- [Description of the task] Will you lay out as a numbered list, with blank lines left out, only the part of the records that opens with the line containing "Your task is to find granite" and closes with the line containing "(318, 164), (442, 185)", both of those lines included?

- [Entries supplied]
***
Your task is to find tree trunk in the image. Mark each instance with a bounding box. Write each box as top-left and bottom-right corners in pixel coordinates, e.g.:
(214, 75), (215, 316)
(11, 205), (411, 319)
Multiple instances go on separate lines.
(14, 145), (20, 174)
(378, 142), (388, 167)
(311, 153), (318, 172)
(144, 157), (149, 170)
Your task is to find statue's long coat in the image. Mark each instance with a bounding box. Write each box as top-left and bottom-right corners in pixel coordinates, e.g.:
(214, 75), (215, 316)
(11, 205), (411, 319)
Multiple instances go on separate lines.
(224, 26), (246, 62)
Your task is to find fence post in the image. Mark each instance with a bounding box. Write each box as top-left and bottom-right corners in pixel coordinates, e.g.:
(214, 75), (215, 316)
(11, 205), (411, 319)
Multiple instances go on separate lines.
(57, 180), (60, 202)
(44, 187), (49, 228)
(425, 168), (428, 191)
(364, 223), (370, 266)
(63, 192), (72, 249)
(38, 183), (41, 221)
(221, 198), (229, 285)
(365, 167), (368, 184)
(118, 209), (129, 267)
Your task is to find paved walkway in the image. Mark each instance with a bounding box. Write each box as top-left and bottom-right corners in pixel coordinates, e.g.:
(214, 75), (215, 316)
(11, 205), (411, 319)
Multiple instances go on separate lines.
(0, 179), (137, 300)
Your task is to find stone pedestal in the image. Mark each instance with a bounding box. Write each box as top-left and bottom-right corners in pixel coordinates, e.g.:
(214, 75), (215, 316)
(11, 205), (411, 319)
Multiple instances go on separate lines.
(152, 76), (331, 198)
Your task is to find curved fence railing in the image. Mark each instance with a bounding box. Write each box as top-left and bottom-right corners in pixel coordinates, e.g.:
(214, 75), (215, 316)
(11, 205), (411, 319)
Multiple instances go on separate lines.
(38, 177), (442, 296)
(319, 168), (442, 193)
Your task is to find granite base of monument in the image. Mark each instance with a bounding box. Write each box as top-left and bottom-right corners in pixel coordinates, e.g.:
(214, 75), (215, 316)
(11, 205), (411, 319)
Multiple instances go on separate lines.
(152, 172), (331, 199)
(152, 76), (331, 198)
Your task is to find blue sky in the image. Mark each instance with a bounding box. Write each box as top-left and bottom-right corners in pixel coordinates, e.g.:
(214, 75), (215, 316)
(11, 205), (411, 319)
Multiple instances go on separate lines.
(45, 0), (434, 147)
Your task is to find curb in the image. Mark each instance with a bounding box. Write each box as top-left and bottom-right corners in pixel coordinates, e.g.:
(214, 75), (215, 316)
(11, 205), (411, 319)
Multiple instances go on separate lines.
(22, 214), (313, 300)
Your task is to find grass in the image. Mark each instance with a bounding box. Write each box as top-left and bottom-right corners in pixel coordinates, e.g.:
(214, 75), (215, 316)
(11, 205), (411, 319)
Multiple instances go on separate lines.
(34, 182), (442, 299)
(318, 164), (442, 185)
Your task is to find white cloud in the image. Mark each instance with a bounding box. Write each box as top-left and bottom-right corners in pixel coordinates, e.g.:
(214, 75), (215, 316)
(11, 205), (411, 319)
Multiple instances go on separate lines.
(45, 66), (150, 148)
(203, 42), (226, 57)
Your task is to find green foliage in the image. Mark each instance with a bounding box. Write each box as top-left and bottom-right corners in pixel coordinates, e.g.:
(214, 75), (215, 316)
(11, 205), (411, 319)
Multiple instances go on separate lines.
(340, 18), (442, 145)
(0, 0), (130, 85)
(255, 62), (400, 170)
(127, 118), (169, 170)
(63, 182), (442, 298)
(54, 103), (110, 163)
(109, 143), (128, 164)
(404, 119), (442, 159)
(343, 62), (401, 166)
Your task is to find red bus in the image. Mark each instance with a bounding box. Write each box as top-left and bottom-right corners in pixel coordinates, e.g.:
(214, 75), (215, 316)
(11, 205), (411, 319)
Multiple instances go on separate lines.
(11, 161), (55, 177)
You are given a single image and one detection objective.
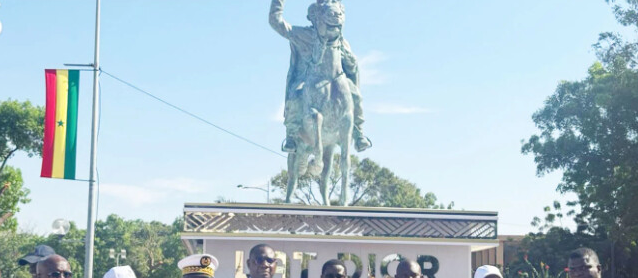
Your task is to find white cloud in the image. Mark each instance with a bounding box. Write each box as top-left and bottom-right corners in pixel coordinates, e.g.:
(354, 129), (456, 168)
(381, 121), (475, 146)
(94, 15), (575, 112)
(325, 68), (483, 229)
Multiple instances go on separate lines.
(359, 50), (388, 85)
(368, 103), (434, 114)
(270, 102), (285, 123)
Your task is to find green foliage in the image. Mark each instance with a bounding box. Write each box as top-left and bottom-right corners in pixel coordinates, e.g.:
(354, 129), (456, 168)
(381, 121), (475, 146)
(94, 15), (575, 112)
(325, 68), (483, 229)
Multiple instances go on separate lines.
(94, 215), (187, 278)
(0, 230), (42, 278)
(0, 99), (44, 173)
(522, 0), (638, 277)
(0, 99), (44, 231)
(270, 155), (454, 209)
(0, 215), (187, 278)
(0, 166), (31, 232)
(522, 58), (638, 238)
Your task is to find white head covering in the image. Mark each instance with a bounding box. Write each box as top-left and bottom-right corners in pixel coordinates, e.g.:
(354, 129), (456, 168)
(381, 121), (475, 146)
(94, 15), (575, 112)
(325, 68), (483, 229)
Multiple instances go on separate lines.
(474, 265), (503, 278)
(104, 265), (137, 278)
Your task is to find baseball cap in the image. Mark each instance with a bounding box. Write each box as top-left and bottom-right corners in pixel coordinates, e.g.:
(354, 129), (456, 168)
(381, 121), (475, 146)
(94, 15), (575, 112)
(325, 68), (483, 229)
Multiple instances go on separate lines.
(474, 265), (503, 278)
(18, 245), (55, 265)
***
- [Task result]
1. Your task is to find granite base of monument in the image. Mark each instance with a bounding box. Write each box as top-left and bottom-right corners in pixel coordinates, e.g.:
2. (214, 75), (215, 316)
3. (11, 205), (411, 319)
4. Multiple instances go on separate lines.
5. (152, 172), (331, 199)
6. (152, 76), (331, 198)
7. Your task is to find blue sky in the image. Mark each instance with a bounding box. Write each box as top-left and bottom-right corners in pixel coordinates, e.g.:
8. (214, 75), (215, 316)
9. (11, 205), (411, 319)
10. Multiple instances go on separate lines.
11. (45, 0), (434, 147)
12. Your task is to find curb in the image. Mark each instance with a bounding box. Write each box as top-left and bottom-right corners in pixel coordinates, e.g.:
13. (214, 75), (215, 316)
14. (11, 205), (411, 319)
15. Multiple instances go on separate lines.
16. (22, 214), (313, 300)
17. Your task is to find grass in the image. Mark each instance with a bounding box. Write each box as top-left and bottom-right corners in pixel coordinates, e.g.:
18. (214, 75), (215, 316)
19. (11, 205), (411, 319)
20. Multiple instances go on separate lines.
21. (34, 182), (442, 299)
22. (318, 164), (442, 185)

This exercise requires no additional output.